**DOCUMENT:**

= = = = =

The site is a sister to Atlantic Free Press.

The mission of Pacific Free Press is simple: to dig out nuggets of truth from the slag-heap of lies, ignorance and witless diversion that has buried public discourse today. Pacific Free Press provides a new venue for disseminating hard news and insightful, fact-based analysis of the harsh realities too often ignored or distorted by the mainstream press.

 

Cindy's Re-think Print E-mail
Written by Ron Jacobs   
Thursday, 31 May 2007
Don't Go Too Far Away, Cindy
The Exit of Cindy Sheehan
by RON JACOBS
I have to admit that I was quite surprised when I read that Cindy Sheehan is leaving the peace movement. After reading her explanation for the move, I was less surprised, but still a bit disappointed.
 
After reading the piece, it is clear that Sheehan has discovered that politics can be an ugly affair. When one is the focus of a political movement like Ms. Sheehan became, they become even uglier. Her departure will leave a hole, but it should not leave a vacuum.

 
After all, there are thousands of US residents that have been hurt by the loss of a loved one in Iraq or Afghanistan, unfortunately. In addition, there are millions around the world that are just plain fed up and pissed off about these wars and the death and destruction they are causing.

Ms. Sheehan is planning to go home and raise her remaining children. That's a good thing. Her screed makes it clear that she is burned out from her past two years of antiwar activism and doing something real like caring for children will surely put her back in touch with the better side of humanity. This move is similar to the retreat from politics and the streets that much of an entire generation underwent in the years following the government murders at Kent State and Jackson State in 1970 during antiwar protests.

= = = = =

**GOAL:**
In the article on Cindy Sheehan's exit, what is Sheehan planning to do after leaving the peace movement?

= = = = =

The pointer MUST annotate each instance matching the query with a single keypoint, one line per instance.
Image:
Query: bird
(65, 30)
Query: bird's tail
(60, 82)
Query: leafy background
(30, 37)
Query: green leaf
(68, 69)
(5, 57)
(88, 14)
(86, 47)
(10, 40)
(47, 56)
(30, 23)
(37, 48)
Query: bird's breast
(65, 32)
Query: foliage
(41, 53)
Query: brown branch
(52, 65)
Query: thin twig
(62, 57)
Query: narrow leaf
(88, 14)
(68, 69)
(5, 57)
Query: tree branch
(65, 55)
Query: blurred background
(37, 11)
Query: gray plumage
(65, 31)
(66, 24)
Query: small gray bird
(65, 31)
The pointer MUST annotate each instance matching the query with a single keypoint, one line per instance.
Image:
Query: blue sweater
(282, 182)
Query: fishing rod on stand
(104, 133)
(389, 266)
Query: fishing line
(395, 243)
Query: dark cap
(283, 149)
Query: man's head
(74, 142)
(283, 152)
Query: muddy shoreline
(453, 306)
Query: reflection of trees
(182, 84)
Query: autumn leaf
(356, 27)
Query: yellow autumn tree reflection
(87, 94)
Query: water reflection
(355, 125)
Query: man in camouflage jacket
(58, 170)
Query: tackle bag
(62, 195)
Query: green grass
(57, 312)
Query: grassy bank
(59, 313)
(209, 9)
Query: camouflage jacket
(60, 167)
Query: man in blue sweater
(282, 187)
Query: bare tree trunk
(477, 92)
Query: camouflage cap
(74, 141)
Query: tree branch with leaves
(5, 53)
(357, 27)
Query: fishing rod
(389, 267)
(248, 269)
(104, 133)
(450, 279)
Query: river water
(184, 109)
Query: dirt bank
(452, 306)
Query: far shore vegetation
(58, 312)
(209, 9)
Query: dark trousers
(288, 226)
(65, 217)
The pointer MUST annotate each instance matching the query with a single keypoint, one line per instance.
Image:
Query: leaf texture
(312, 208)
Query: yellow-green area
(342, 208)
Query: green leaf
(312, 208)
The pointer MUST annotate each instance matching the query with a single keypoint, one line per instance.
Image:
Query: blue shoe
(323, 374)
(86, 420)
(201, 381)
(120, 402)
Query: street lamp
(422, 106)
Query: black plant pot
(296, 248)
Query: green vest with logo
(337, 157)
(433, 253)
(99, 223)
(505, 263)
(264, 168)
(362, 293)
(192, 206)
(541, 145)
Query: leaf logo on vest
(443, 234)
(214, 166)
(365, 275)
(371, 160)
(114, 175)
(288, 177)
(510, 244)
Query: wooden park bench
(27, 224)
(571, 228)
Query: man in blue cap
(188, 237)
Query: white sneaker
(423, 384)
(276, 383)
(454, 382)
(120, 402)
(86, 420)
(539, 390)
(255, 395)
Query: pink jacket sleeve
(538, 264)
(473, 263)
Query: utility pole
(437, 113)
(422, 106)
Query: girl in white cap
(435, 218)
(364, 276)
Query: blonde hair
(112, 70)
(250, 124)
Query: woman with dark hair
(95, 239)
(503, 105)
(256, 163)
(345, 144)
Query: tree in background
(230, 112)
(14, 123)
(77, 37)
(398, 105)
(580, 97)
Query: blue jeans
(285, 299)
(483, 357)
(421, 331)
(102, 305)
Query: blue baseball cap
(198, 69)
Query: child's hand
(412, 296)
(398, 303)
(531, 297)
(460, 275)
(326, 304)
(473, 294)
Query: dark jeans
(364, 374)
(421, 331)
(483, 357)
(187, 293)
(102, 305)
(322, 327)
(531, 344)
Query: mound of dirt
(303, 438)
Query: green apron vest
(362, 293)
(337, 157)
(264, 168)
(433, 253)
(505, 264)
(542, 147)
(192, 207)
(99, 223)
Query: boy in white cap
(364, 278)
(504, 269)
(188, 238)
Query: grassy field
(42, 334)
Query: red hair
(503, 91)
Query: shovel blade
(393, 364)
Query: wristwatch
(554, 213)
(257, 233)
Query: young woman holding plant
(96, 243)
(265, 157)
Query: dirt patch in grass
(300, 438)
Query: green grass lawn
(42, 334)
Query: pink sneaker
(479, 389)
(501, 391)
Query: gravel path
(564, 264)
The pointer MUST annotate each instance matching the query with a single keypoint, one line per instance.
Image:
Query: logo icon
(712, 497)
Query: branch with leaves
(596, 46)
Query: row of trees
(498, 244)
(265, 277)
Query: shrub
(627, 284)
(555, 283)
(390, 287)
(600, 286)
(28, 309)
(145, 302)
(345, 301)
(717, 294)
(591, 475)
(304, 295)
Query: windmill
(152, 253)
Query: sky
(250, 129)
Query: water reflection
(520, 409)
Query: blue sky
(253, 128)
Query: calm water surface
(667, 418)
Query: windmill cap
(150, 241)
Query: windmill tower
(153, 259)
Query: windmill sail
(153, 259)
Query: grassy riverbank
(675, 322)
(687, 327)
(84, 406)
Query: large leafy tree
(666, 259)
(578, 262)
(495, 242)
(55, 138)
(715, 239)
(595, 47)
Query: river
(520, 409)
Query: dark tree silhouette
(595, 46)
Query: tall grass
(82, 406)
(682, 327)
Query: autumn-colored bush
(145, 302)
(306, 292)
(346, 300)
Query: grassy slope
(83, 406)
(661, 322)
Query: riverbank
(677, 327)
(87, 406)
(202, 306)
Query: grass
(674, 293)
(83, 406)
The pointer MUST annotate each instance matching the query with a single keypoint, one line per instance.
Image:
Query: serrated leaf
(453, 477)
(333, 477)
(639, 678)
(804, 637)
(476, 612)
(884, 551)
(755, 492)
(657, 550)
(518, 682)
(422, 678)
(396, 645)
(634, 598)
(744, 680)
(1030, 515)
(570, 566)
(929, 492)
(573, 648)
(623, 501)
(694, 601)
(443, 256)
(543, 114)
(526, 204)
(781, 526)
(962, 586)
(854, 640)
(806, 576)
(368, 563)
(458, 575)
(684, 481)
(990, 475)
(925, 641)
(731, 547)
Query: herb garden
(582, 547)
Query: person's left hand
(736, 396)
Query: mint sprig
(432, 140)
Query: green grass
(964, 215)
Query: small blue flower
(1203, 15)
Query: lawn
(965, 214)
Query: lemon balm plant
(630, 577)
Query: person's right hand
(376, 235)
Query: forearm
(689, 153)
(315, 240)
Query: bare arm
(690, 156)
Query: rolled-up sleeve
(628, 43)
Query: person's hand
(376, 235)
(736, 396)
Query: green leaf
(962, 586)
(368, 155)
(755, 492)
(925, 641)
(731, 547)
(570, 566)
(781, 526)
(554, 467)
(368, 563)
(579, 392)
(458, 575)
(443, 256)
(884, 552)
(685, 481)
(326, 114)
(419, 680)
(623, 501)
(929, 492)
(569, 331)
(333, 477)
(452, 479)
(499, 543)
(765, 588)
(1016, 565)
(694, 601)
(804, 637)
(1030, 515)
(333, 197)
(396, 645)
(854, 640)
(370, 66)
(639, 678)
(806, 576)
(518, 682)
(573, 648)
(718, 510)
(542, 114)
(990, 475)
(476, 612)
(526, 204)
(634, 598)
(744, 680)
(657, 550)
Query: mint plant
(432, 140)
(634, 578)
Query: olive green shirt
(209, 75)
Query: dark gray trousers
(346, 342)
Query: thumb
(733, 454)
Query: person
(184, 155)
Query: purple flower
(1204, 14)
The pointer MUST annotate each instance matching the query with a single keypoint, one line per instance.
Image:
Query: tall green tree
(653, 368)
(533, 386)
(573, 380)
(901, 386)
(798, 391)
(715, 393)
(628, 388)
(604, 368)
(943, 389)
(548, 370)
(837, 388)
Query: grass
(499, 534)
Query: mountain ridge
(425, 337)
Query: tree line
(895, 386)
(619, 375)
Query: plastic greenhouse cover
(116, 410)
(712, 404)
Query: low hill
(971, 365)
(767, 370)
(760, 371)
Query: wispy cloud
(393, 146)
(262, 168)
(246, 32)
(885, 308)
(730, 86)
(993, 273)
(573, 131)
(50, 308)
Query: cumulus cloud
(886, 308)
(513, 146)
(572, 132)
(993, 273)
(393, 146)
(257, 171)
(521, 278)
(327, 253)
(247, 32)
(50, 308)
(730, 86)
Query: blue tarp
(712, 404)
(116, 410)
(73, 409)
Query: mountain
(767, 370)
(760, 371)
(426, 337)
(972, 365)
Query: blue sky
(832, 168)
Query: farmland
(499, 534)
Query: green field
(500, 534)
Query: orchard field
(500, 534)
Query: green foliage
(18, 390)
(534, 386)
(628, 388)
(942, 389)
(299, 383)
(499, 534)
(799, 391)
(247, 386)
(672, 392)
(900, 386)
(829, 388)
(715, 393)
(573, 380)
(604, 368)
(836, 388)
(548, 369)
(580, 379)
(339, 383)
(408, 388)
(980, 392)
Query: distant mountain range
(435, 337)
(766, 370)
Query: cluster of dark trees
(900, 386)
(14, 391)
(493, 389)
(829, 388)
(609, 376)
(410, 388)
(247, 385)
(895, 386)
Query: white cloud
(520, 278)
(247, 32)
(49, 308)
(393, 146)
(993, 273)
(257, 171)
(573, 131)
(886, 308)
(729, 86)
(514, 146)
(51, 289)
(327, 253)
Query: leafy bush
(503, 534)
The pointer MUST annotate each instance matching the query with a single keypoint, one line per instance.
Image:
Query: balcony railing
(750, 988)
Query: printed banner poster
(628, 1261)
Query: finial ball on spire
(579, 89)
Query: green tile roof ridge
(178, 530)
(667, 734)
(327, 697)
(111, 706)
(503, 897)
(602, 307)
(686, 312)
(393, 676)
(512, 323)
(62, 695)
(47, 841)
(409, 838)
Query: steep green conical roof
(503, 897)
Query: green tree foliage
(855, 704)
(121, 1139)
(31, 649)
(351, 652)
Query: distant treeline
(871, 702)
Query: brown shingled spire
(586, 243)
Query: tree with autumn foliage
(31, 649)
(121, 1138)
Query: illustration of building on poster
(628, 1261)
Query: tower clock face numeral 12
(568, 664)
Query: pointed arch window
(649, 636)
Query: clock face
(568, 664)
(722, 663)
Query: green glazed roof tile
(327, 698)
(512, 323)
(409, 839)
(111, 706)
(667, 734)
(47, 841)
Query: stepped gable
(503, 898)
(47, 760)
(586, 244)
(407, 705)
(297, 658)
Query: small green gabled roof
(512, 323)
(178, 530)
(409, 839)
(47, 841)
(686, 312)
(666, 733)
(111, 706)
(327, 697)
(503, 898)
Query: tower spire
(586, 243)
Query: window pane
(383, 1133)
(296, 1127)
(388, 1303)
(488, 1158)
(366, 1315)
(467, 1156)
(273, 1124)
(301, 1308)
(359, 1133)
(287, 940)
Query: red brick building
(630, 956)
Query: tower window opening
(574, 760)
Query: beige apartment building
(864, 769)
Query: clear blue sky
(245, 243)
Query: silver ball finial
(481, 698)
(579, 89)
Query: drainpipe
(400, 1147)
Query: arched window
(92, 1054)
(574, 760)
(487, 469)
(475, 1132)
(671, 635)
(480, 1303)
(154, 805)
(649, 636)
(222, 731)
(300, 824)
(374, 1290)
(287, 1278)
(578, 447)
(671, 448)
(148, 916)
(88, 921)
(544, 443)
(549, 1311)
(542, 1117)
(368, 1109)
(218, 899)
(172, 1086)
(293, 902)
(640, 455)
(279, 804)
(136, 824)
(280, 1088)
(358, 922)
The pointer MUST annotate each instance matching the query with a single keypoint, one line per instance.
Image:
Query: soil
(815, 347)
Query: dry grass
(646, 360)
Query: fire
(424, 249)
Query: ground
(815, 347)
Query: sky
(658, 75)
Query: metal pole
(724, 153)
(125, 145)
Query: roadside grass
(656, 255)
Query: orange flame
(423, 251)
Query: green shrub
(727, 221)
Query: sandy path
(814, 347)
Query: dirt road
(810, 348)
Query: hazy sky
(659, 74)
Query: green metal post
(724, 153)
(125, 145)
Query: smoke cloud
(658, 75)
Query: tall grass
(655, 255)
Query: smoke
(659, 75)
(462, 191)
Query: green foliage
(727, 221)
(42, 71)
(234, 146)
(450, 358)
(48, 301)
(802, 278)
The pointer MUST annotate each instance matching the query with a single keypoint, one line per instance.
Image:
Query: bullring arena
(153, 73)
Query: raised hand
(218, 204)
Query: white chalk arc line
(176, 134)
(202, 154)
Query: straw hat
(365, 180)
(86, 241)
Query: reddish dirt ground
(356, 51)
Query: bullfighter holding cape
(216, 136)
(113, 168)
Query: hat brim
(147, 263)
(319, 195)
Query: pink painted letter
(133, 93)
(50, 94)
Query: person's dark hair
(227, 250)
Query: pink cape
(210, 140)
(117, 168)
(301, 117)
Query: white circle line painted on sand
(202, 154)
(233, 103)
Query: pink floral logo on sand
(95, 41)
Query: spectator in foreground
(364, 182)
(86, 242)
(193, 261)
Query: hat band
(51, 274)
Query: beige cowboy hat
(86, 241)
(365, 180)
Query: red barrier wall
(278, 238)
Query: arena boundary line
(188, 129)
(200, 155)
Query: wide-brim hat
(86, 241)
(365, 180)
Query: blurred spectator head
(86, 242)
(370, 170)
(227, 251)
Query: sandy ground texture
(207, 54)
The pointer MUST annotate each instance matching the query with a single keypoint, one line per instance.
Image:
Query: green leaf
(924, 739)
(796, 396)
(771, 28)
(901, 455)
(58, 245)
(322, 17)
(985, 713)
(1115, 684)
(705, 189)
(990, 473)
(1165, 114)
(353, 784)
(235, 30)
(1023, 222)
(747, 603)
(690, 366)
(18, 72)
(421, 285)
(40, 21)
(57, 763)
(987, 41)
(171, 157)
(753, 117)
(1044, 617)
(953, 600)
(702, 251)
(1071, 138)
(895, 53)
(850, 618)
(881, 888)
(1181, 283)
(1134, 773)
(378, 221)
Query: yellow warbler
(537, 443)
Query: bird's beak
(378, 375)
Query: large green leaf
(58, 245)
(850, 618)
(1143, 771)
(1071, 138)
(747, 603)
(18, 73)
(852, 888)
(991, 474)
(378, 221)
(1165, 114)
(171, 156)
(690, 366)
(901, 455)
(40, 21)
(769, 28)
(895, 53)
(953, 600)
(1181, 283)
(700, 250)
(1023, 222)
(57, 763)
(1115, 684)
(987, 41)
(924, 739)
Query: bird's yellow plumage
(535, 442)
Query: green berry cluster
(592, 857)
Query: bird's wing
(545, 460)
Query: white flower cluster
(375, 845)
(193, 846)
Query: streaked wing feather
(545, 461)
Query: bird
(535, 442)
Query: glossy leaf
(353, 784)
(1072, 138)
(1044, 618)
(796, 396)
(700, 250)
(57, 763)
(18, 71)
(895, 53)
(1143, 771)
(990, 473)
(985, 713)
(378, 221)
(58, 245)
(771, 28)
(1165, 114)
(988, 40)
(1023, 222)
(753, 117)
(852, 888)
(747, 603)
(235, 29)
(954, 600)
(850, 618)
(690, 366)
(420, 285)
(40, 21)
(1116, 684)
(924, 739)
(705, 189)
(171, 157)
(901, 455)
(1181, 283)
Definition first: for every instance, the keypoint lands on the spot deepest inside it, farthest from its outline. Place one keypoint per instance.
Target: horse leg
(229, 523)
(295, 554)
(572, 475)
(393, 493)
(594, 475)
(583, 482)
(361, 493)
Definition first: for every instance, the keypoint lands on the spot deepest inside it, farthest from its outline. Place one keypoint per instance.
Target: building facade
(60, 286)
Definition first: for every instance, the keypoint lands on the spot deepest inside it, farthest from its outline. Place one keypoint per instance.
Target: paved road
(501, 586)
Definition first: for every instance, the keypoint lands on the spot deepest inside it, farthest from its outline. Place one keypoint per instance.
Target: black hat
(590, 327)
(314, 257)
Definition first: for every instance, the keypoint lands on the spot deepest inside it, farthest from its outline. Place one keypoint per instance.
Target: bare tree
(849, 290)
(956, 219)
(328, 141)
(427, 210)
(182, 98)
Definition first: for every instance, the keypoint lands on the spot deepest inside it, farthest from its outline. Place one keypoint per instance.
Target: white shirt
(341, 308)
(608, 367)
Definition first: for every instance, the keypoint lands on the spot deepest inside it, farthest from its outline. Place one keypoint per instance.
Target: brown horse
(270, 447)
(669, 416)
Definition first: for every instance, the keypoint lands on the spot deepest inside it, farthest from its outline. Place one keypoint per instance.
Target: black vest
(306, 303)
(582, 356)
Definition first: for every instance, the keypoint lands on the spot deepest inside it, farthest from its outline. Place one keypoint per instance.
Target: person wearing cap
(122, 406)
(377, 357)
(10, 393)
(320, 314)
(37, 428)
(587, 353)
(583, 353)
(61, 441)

= = = = =

**RIGHT ANSWER:**
She is planning to go home and raise her remaining children.